→ SOURCE PASSAGE:
-=-=-=-=-

Finally, Mr Young filed an “[a]mended submission” dated 27 July 2022 which effectively replicates all of the matters canvassed in his affidavit. Insofar as the content comprises submissions, we address the matters as they are dealt with in the amended submission. We decline to admit Mr Young’s affidavit.
Mr Sheikh’s affidavit is said to have been “misplaced” in the Court of Appeal. The only evidence of this is Mr Young’s affidavit in which he says:
I prepared the Case on Appeal and included the evidence of [Ms Ying’s] 7 requests to settle. I also emailed and sent by courier the new adduced evidence (Exhibits 3, 3A) on 30/10/17 for the hearing on 6/12/17. The adduced evidence was an affidavit of Harcourt agent [sic] to prove that “should there be a court order before the property is settled, the property will be withdrawn from the sale” ... But the Addendum … did not mention the Affidavit.
In fact, exhibits 3 and 3A are simply emails between Mr Young and the Court about memoranda and the list of issues. There is no mention of an affidavit.
Ms Cheng’s affidavit is advanced on the basis that it is fresh because Ms Cheng could not be located earlier. Mr Young explains that he had been unable to locate Ms Cheng, though gives no details of specific enquiries made. Ms Cheng herself confirms that she was overseas “for a while”, without any particulars.

-=-=-=-=-

→ STUDY MATERIAL:
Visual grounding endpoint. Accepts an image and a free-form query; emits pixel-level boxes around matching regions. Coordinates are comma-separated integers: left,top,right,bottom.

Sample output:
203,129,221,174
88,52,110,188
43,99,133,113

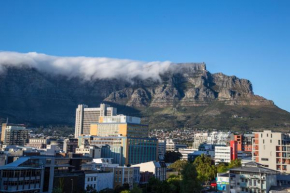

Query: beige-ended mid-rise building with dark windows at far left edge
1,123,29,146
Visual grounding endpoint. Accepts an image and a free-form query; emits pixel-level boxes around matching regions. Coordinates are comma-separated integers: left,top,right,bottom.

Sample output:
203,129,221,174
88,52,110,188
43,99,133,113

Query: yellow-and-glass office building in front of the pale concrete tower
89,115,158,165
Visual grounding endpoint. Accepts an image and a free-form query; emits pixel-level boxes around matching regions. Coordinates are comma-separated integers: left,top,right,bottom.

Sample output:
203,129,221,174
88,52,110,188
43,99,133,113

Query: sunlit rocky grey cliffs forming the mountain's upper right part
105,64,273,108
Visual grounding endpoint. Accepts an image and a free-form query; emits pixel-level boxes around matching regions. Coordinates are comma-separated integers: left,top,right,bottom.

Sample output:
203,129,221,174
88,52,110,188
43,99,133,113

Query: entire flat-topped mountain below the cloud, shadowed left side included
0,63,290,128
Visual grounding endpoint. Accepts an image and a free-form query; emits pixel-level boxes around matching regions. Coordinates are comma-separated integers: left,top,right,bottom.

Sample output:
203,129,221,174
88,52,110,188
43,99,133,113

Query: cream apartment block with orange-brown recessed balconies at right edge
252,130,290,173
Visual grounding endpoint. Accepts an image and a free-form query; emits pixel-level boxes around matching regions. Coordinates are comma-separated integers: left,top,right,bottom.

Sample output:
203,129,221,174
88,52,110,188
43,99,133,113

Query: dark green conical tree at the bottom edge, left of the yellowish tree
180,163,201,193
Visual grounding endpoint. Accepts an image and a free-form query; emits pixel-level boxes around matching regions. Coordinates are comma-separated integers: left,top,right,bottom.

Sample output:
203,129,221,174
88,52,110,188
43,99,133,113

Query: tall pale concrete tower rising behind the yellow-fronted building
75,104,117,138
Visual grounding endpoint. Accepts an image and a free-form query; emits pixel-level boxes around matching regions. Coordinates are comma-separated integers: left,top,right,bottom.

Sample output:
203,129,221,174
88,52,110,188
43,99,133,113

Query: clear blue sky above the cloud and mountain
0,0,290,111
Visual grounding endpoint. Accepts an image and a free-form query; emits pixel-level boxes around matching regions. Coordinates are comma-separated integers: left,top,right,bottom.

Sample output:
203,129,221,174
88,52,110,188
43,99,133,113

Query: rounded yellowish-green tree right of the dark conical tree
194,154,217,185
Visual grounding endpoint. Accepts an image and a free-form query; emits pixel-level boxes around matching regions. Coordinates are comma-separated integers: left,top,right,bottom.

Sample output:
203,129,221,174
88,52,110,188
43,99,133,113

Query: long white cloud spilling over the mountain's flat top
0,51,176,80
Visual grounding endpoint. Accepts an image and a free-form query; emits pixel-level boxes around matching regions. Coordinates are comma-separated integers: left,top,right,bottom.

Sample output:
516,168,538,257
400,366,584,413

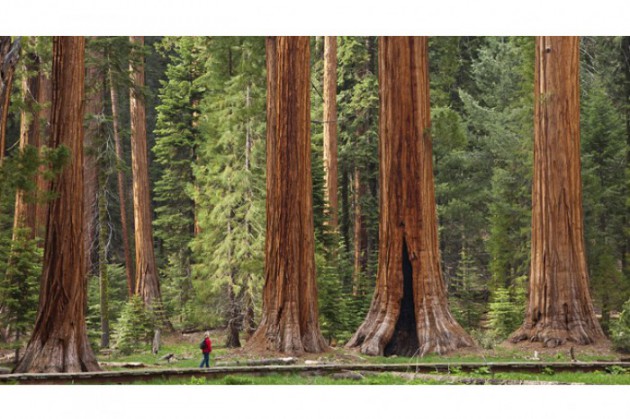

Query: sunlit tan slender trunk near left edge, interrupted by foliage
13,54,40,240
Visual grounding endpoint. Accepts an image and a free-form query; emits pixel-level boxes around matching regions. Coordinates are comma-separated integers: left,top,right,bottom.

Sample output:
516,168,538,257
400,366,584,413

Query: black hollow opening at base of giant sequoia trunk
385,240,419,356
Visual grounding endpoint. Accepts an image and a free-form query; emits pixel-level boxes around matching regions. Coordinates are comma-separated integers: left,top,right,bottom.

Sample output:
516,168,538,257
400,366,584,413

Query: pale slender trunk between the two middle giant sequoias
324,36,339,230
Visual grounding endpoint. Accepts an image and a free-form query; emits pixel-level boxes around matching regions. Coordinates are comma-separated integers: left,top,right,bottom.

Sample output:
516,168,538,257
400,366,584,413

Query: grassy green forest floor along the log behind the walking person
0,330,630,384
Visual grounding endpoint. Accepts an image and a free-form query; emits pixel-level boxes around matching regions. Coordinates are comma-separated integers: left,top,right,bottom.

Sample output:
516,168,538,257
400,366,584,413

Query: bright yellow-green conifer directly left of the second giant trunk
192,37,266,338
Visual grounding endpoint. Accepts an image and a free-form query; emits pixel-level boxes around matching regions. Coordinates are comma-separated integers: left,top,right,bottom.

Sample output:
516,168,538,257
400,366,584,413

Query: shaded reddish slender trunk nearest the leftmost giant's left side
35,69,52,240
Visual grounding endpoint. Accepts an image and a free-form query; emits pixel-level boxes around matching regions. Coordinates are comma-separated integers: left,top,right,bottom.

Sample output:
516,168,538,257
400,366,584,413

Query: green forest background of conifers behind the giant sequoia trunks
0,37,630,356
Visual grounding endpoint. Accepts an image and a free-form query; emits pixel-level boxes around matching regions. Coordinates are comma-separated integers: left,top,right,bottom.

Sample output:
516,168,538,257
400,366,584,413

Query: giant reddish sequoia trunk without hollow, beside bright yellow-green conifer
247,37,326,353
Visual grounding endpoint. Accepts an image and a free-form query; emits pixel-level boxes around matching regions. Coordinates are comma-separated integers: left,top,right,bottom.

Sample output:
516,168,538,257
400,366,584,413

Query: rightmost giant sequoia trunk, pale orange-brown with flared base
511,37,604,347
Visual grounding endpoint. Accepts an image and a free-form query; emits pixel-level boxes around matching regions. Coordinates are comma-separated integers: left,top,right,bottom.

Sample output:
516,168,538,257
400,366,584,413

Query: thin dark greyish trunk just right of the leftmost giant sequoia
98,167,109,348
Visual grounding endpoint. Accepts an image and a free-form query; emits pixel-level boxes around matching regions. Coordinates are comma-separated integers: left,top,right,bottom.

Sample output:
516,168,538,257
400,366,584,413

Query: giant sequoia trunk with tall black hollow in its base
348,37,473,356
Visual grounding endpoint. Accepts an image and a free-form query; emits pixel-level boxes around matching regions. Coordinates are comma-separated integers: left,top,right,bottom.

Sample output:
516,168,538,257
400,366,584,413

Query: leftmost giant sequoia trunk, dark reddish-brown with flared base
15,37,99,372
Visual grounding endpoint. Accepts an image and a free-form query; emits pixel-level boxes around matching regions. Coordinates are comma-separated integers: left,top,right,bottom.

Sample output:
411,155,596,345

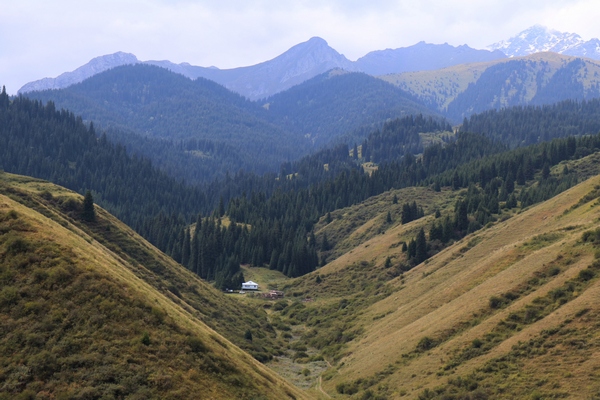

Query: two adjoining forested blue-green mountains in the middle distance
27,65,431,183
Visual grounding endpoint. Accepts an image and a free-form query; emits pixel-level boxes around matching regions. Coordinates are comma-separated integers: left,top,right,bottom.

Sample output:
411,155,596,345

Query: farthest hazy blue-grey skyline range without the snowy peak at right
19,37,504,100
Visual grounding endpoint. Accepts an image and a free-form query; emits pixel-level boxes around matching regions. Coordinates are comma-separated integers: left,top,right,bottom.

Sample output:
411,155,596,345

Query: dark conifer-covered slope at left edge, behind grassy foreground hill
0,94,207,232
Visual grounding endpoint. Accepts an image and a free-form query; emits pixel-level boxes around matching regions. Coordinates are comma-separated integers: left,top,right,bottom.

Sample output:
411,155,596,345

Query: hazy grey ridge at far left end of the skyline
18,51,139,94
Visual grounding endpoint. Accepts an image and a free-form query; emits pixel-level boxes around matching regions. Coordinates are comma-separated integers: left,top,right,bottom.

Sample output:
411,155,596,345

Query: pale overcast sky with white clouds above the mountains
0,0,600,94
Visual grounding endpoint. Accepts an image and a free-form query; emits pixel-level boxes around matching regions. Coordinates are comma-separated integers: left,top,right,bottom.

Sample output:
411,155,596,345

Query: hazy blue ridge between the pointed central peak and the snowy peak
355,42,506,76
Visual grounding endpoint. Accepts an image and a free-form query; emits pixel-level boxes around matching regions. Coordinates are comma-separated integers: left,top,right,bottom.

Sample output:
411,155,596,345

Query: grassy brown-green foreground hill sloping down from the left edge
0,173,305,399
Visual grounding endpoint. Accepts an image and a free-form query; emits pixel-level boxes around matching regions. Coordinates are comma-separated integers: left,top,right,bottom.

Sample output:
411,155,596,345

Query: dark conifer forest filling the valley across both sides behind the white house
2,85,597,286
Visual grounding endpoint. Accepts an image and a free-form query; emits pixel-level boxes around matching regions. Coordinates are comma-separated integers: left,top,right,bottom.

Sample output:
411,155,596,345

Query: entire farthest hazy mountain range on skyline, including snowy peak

-=-=-=-=-

→ THE PROBLEM: Return the part of the affidavit passage starting with "Finally, Mr Young" and going on through "Mr Young’s affidavit.", copied word for word.

→ ANSWER TO THIS PROBLEM:
Finally, Mr Young filed an “[a]mended submission” dated 27 July 2022 which effectively replicates all of the matters canvassed in his affidavit. Insofar as the content comprises submissions, we address the matters as they are dealt with in the amended submission. We decline to admit Mr Young’s affidavit.